+++ LISTED ENTRIES +++

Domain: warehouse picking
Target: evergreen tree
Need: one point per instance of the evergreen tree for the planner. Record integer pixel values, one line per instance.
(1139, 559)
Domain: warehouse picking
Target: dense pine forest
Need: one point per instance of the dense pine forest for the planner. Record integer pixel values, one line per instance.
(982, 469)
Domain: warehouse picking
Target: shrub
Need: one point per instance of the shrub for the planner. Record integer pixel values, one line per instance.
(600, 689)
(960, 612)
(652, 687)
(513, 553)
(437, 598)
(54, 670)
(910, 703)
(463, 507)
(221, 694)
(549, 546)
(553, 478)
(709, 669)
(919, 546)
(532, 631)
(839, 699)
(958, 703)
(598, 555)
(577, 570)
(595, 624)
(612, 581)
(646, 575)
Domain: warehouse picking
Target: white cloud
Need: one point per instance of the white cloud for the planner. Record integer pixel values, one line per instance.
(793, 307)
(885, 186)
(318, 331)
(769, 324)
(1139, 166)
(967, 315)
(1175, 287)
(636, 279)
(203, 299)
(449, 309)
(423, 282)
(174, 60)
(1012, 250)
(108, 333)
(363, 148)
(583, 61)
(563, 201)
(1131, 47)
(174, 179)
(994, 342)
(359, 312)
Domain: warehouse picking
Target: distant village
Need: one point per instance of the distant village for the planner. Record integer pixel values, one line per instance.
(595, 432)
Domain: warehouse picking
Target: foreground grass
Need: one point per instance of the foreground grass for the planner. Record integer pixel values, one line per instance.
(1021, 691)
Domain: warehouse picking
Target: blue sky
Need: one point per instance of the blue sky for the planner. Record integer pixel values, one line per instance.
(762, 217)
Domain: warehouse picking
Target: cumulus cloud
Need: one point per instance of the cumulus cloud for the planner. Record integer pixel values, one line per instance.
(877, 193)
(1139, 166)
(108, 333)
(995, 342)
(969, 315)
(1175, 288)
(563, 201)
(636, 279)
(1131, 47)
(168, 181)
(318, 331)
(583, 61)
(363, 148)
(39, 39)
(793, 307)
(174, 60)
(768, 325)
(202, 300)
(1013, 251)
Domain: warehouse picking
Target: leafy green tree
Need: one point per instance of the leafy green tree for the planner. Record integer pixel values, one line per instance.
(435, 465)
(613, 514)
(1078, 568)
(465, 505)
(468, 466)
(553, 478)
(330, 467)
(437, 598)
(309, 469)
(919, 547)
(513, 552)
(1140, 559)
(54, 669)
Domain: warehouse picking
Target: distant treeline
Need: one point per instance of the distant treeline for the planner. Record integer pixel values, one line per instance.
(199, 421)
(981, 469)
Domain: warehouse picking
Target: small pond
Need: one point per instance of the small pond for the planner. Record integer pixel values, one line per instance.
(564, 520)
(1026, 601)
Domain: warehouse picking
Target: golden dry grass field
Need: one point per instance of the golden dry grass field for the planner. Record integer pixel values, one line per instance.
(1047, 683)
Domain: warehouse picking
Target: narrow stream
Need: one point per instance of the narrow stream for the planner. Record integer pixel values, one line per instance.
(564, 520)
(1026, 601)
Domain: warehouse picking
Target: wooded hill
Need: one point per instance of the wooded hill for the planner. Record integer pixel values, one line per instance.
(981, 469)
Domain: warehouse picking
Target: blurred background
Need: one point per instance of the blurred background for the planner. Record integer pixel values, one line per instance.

+++

* EXERCISE PROMPT
Can you reproduce all the material exactly?

* RESPONSE TO THE EXERCISE
Domain: warehouse picking
Target: evergreen tree
Need: one point per instance of the evergreen tree for the planner. Record integer pixel values, one line per instance.
(1139, 559)
Domain: warehouse picking
Target: dense pine forest
Need: one point per instance of the dense pine forest for the planner. Record integer pixel values, one line per instance.
(982, 469)
Domain: warehouse picking
Target: shrub
Need: one point per instance of the shrub for the planner. Record integer pixel values, one line per instance.
(600, 689)
(960, 612)
(652, 687)
(513, 553)
(437, 598)
(54, 670)
(910, 703)
(463, 507)
(221, 694)
(549, 546)
(553, 478)
(709, 669)
(919, 546)
(532, 631)
(839, 699)
(958, 703)
(598, 555)
(577, 570)
(595, 624)
(612, 581)
(646, 575)
Domain: warehouse picking
Target: white cloud
Need: one point per instance of the white cloud for the planner. Record integer pixel values, one line per instance.
(793, 307)
(885, 186)
(318, 331)
(769, 324)
(1139, 166)
(967, 315)
(1175, 287)
(636, 279)
(203, 299)
(449, 309)
(423, 282)
(174, 60)
(1012, 250)
(108, 333)
(363, 148)
(583, 61)
(563, 201)
(1131, 47)
(174, 179)
(994, 342)
(359, 312)
Domain: warehouse picking
Target: distant village
Need: one point per instance of the distant village for the planner. Record integer pixel values, one line per instance.
(595, 432)
Domain: warehouse picking
Target: foreground grass
Need: one point per instance of the foreground grass for the planner. Record integer pixel values, one line per instance.
(1021, 691)
Domain: warehouse picking
Target: blue sky
Need: one point per instance of the blue sky for the planner. Record integer pixel values, one line per instance.
(762, 217)
Domain: warehouse picking
Target: cumulus cloud
Need: one point per instance of the cumulus cloud for the planner. Record integer pixel values, one line per instance.
(877, 193)
(1139, 166)
(108, 333)
(995, 342)
(969, 315)
(1175, 288)
(563, 201)
(636, 279)
(1131, 47)
(168, 181)
(318, 331)
(583, 61)
(363, 148)
(39, 39)
(793, 307)
(174, 60)
(768, 325)
(202, 300)
(1013, 251)
Domain: warehouse picking
Target: leafy green tree
Need: one point per instance of the leafy green tree for the planner. Record integer pixel values, one line per instance.
(435, 465)
(613, 514)
(1078, 568)
(465, 505)
(468, 466)
(553, 478)
(330, 467)
(437, 598)
(309, 469)
(919, 547)
(513, 552)
(1140, 559)
(54, 669)
Domain: warehouse picking
Target: distant treeline
Need: one point per instance of the distant treeline for the planner. Record integer pixel values, one line per instance.
(199, 421)
(981, 469)
Domain: warehouse picking
Target: small pond
Need: one point per instance of the small pond for the planner. Record integer pixel values, one line per instance.
(564, 520)
(1026, 601)
Domain: warehouse picking
Target: golden dry grass field
Need: one point per instance of the golden dry grass field for the planner. Record integer pixel values, one line per instance.
(1047, 683)
Domain: warehouse picking
Target: narrow stream
Need: one point per instance of the narrow stream for the planner. Record integer pixel values, one line per instance.
(564, 520)
(1026, 601)
Domain: warehouse picking
Target: wooded hill
Need: one point per instance of the wooded hill for the planner. Record integer pixel values, one line per instance.
(981, 469)
Domain: warehouse picking
Target: blurred background
Need: one point per instance of the blurred background for the planner. Record integer pixel values, one line per instance.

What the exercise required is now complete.